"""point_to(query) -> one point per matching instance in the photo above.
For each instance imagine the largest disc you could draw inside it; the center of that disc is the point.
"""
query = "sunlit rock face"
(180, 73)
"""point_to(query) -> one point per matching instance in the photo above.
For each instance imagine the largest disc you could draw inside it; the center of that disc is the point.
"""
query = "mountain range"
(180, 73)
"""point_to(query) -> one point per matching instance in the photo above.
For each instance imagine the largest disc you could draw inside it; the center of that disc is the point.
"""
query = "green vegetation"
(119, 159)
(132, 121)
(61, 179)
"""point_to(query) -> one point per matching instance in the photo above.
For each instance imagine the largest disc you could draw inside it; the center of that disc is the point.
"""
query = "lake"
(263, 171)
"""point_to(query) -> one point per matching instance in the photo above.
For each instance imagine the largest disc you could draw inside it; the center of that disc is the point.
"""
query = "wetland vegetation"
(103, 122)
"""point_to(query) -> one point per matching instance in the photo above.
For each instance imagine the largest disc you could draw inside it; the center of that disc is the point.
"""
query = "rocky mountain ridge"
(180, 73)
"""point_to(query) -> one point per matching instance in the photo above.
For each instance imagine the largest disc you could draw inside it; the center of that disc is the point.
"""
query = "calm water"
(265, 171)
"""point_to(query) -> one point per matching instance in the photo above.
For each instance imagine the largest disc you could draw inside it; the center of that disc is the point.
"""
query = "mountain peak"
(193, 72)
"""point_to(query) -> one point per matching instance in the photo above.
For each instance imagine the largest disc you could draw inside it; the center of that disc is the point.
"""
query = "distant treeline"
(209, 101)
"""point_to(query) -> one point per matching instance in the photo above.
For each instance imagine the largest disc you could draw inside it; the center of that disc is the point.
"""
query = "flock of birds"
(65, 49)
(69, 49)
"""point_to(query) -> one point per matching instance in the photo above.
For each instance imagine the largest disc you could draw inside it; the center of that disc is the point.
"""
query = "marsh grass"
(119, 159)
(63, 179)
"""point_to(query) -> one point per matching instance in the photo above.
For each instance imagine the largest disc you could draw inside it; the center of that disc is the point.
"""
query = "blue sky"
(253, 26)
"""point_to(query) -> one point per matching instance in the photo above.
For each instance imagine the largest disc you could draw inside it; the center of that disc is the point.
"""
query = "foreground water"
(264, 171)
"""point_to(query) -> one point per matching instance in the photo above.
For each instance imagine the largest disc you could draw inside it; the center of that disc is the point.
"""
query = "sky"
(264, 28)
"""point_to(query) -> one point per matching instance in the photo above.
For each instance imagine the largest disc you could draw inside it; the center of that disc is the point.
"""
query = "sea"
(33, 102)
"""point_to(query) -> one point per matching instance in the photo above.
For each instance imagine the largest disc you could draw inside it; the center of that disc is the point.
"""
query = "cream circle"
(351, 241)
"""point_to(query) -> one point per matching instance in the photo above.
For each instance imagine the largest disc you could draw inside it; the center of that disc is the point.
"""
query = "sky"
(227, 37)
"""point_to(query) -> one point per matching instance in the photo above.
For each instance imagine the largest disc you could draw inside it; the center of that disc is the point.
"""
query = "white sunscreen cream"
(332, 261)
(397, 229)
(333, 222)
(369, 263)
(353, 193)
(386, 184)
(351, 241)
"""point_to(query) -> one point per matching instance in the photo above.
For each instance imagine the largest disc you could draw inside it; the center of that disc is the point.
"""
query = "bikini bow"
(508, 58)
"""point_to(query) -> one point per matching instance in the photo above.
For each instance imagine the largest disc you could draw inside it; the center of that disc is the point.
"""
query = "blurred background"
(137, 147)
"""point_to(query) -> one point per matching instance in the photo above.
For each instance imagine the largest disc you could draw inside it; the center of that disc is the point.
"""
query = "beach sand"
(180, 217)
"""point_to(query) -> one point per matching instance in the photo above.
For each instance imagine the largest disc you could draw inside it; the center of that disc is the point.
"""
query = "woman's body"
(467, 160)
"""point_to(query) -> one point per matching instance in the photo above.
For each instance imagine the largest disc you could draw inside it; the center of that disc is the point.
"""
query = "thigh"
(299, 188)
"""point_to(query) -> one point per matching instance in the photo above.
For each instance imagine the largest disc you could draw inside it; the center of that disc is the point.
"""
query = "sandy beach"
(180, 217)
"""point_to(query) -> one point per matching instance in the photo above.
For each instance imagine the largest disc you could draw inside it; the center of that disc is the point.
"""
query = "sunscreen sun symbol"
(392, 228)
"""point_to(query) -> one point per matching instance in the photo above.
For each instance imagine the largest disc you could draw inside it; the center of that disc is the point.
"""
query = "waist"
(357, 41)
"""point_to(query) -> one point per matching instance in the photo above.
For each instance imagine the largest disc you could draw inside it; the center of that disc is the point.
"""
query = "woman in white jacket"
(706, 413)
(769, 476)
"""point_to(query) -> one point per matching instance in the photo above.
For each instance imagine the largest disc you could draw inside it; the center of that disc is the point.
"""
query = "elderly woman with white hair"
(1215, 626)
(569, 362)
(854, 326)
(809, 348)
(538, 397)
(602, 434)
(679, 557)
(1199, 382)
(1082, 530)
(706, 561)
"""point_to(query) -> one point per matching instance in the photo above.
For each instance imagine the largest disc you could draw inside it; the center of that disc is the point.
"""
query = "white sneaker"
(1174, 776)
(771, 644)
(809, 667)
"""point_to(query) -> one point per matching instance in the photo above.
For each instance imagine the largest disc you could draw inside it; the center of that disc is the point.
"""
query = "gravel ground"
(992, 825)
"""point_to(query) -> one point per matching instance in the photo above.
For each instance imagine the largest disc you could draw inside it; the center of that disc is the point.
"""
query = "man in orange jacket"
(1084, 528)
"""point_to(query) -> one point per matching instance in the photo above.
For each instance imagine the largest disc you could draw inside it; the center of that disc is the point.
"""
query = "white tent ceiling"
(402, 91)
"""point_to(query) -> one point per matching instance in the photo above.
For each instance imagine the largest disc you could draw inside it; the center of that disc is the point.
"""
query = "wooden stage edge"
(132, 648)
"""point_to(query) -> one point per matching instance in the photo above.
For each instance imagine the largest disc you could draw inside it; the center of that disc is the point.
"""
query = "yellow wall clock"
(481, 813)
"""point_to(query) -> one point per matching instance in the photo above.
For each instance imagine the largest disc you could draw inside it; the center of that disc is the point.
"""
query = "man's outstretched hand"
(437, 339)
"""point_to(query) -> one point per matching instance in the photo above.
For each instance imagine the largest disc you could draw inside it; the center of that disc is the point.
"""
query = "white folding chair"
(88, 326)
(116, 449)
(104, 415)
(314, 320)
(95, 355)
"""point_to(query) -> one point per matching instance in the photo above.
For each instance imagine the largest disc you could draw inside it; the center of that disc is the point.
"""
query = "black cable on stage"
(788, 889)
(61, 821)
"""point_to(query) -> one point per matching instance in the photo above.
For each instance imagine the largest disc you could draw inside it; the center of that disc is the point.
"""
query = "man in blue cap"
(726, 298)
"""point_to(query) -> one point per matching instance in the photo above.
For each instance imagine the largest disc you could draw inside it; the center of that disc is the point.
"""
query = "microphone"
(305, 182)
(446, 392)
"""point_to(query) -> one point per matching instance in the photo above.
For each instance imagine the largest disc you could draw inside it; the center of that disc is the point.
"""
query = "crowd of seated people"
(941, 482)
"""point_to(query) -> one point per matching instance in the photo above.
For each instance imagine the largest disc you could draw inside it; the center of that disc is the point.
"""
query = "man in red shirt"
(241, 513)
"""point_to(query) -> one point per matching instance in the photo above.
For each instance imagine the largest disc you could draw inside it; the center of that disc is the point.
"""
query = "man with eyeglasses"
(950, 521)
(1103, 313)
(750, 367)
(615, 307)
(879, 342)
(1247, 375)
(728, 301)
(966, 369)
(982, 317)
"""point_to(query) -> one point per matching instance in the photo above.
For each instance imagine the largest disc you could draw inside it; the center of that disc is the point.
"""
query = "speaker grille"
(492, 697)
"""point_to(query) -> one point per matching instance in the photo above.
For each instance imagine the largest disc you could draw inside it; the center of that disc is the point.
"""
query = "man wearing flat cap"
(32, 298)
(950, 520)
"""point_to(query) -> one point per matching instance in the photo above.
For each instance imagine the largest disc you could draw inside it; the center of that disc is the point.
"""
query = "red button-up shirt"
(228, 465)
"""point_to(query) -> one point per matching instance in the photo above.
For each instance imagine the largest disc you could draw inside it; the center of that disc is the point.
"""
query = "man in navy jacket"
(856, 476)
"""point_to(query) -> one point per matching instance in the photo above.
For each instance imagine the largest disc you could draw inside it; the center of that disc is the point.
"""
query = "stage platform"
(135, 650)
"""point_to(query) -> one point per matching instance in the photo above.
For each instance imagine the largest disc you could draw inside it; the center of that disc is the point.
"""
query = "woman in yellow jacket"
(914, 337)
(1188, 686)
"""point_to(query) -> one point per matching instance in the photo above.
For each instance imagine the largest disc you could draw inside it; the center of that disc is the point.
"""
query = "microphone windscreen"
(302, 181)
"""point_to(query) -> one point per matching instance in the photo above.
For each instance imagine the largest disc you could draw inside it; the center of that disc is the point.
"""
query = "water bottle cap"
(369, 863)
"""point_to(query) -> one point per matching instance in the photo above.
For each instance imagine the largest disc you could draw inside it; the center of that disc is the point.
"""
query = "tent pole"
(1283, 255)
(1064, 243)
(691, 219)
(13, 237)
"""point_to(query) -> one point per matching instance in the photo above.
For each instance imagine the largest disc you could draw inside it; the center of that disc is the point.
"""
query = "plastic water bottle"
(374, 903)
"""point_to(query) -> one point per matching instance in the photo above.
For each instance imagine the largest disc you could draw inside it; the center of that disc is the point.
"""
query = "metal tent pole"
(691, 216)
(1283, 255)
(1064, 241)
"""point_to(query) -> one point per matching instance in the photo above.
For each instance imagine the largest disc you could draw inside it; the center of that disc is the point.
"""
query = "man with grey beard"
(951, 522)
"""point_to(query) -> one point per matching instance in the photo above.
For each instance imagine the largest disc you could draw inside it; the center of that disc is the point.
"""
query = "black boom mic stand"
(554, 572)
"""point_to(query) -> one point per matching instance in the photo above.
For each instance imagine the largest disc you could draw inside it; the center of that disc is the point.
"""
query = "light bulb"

WORK TO DO: From the data above, extract each line that contains the string "water".

RESPONSE TO THE EXERCISE:
query = "calm water"
query = "foreground water"
query = "water bottle cap"
query = "plastic water bottle"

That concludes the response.